- _Istruzione_
Per favore, disponi tutte le righe delle voci qui sotto in una tabella Markdown con le colonne "Riga" e "Testo", numerandole e tralasciando quelle vuote.

(Voci tratte da un dataset)
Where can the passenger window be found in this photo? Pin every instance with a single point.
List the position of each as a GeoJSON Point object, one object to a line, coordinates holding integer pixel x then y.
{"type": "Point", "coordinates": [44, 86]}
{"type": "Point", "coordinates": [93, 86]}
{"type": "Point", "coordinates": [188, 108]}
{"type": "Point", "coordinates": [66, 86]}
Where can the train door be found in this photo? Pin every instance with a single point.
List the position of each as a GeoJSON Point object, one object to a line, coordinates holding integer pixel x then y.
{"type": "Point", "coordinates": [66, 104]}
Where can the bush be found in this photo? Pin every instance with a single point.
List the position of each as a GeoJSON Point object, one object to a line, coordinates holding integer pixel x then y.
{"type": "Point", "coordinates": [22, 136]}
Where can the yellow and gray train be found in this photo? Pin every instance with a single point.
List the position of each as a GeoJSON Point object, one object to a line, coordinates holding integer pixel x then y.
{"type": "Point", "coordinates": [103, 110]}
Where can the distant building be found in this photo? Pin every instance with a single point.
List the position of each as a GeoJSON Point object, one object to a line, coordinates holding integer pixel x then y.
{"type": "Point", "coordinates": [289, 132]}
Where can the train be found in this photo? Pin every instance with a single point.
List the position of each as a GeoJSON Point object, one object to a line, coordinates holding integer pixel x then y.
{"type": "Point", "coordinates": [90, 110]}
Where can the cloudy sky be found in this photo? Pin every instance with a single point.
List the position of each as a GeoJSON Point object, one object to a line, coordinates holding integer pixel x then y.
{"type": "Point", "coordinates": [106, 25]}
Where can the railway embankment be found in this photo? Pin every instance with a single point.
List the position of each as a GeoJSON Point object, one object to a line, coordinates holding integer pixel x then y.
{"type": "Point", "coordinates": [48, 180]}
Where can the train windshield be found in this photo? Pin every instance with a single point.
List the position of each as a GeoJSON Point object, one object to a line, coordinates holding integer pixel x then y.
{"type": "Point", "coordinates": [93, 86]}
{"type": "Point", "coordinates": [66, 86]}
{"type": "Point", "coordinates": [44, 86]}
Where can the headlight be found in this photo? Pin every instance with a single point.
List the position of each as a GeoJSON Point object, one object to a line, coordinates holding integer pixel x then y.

- _Risposta_
| Riga | Testo |
|---|---|
| 1 | Where can the passenger window be found in this photo? Pin every instance with a single point. |
| 2 | List the position of each as a GeoJSON Point object, one object to a line, coordinates holding integer pixel x then y. |
| 3 | {"type": "Point", "coordinates": [44, 86]} |
| 4 | {"type": "Point", "coordinates": [93, 86]} |
| 5 | {"type": "Point", "coordinates": [188, 108]} |
| 6 | {"type": "Point", "coordinates": [66, 86]} |
| 7 | Where can the train door be found in this photo? Pin every instance with a single point. |
| 8 | List the position of each as a GeoJSON Point object, one object to a line, coordinates holding integer pixel x then y. |
| 9 | {"type": "Point", "coordinates": [66, 104]} |
| 10 | Where can the bush be found in this photo? Pin every instance with a single point. |
| 11 | List the position of each as a GeoJSON Point object, one object to a line, coordinates holding integer pixel x then y. |
| 12 | {"type": "Point", "coordinates": [22, 136]} |
| 13 | Where can the yellow and gray train be found in this photo? Pin every instance with a single point. |
| 14 | List the position of each as a GeoJSON Point object, one object to a line, coordinates holding integer pixel x then y. |
| 15 | {"type": "Point", "coordinates": [103, 110]} |
| 16 | Where can the distant building be found in this photo? Pin every instance with a single point. |
| 17 | List the position of each as a GeoJSON Point object, one object to a line, coordinates holding integer pixel x then y. |
| 18 | {"type": "Point", "coordinates": [289, 132]} |
| 19 | Where can the train be found in this photo? Pin every instance with a single point. |
| 20 | List the position of each as a GeoJSON Point object, one object to a line, coordinates holding integer pixel x then y. |
| 21 | {"type": "Point", "coordinates": [90, 110]} |
| 22 | Where can the cloudy sky be found in this photo? Pin every instance with a single point. |
| 23 | List the position of each as a GeoJSON Point object, one object to a line, coordinates holding integer pixel x then y. |
| 24 | {"type": "Point", "coordinates": [106, 25]} |
| 25 | Where can the railway embankment be found in this photo? Pin every instance with a single point. |
| 26 | List the position of each as a GeoJSON Point object, one object to a line, coordinates holding integer pixel x then y. |
| 27 | {"type": "Point", "coordinates": [48, 180]} |
| 28 | Where can the train windshield be found in this photo? Pin every instance with a single point. |
| 29 | List the position of each as a GeoJSON Point object, one object to a line, coordinates holding integer pixel x then y. |
| 30 | {"type": "Point", "coordinates": [93, 86]} |
| 31 | {"type": "Point", "coordinates": [66, 86]} |
| 32 | {"type": "Point", "coordinates": [44, 86]} |
| 33 | Where can the headlight be found in this photo? Pin every instance with a single point. |
| 34 | List the position of each as a GeoJSON Point object, one object to a line, coordinates holding integer pixel x then y. |